- [What needs to be done]: Below is a listing; repeat exactly the lines from the one containing "pup's ear, each" to the one containing "the water, each", both included.
»»
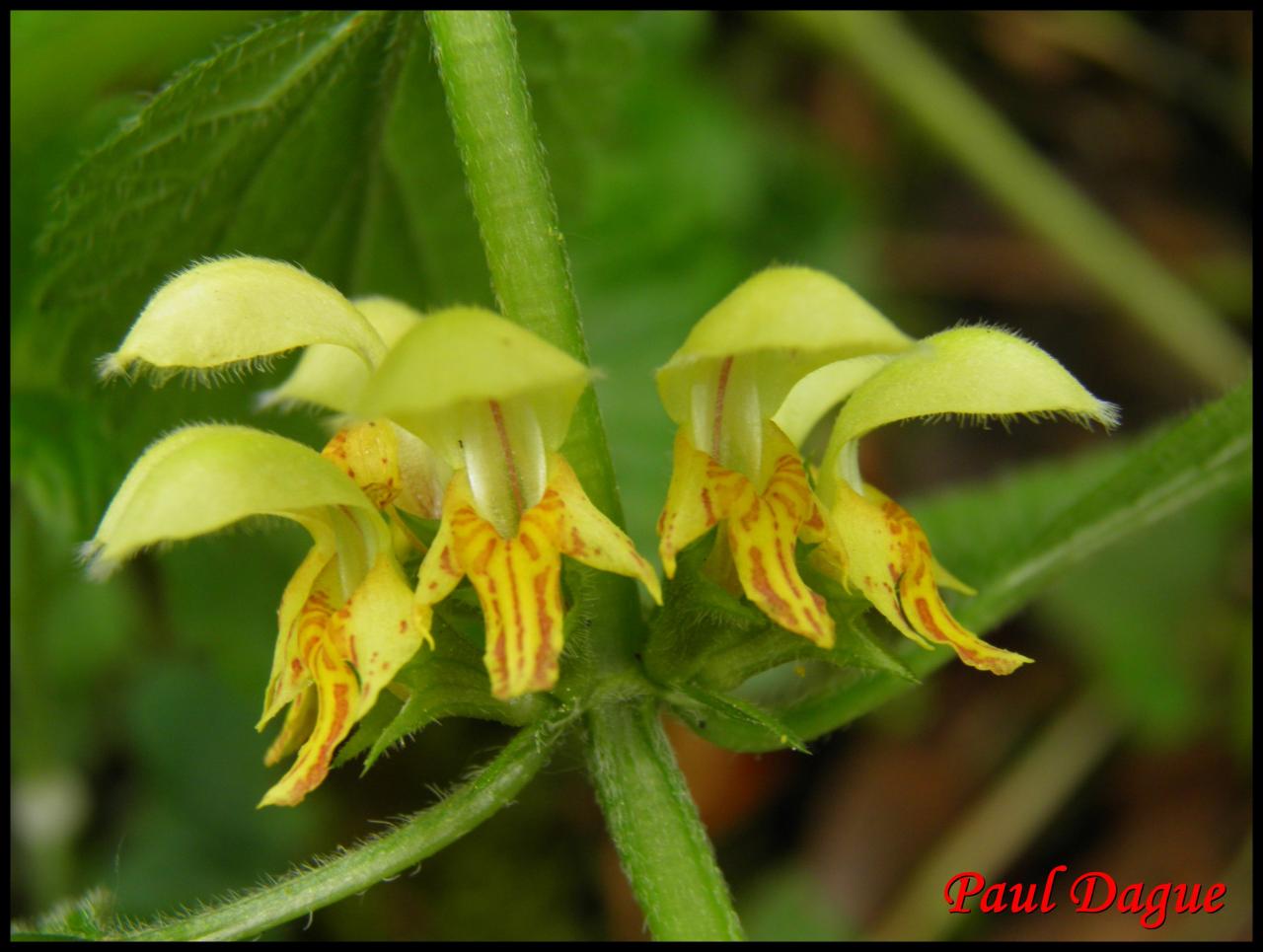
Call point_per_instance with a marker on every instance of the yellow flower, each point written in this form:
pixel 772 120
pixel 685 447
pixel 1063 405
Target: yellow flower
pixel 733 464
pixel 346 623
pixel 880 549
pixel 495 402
««
»»
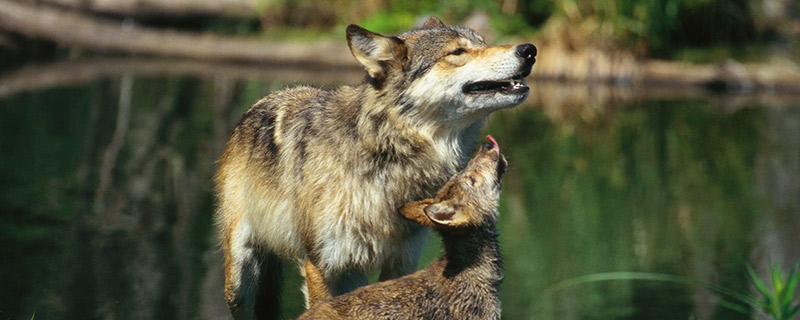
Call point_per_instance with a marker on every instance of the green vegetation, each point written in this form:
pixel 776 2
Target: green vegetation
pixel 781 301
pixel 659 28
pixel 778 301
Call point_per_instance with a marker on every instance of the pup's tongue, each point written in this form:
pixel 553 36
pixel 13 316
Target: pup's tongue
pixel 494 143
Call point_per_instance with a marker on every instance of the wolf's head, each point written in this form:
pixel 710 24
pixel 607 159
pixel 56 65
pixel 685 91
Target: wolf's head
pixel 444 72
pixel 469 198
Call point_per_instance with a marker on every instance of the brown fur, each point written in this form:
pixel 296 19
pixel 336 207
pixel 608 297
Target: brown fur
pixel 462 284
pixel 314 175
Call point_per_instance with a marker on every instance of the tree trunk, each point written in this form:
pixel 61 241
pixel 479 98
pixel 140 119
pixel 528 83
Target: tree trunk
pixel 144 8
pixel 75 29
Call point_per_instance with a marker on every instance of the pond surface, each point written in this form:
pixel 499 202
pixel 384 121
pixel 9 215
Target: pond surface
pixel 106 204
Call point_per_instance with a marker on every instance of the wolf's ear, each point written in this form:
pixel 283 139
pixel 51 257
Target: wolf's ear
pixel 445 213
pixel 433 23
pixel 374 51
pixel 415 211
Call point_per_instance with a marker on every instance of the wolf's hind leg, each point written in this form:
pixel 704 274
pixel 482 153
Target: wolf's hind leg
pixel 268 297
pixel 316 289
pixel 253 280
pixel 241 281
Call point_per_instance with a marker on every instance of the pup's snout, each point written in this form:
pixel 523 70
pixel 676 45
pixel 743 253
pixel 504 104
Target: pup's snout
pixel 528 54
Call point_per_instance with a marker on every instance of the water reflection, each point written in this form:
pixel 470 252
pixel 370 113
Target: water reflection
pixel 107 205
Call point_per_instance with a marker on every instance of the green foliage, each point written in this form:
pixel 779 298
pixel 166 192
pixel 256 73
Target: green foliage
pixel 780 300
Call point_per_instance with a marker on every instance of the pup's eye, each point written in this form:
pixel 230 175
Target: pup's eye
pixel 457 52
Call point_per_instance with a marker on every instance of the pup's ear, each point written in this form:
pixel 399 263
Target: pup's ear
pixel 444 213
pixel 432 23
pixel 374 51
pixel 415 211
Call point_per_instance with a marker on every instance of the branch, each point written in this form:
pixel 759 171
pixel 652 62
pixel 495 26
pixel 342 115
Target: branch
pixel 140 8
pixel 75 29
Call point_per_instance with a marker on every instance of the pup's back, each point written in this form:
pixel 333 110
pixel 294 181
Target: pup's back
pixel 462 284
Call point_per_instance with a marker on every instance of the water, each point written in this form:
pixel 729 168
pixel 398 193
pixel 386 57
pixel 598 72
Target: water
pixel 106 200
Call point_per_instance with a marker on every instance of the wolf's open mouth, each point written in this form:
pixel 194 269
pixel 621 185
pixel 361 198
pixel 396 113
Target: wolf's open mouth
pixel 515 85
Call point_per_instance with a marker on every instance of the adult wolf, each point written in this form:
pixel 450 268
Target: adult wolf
««
- [Result of the task]:
Call point_per_instance with a marker on every instance of the pup's ear, each point written in this form:
pixel 399 263
Target: pup's ear
pixel 444 213
pixel 432 23
pixel 374 51
pixel 415 211
Call point_per_instance with a marker on every instance of the branch, each point written in this form:
pixel 759 171
pixel 652 62
pixel 495 26
pixel 342 115
Target: branch
pixel 140 8
pixel 75 29
Call point_per_instance with a marker on every instance of the pup's back, each point written in this form:
pixel 333 110
pixel 294 181
Target: pup's back
pixel 462 284
Call point_per_instance with a marker on every instance of the water, each point written in this form:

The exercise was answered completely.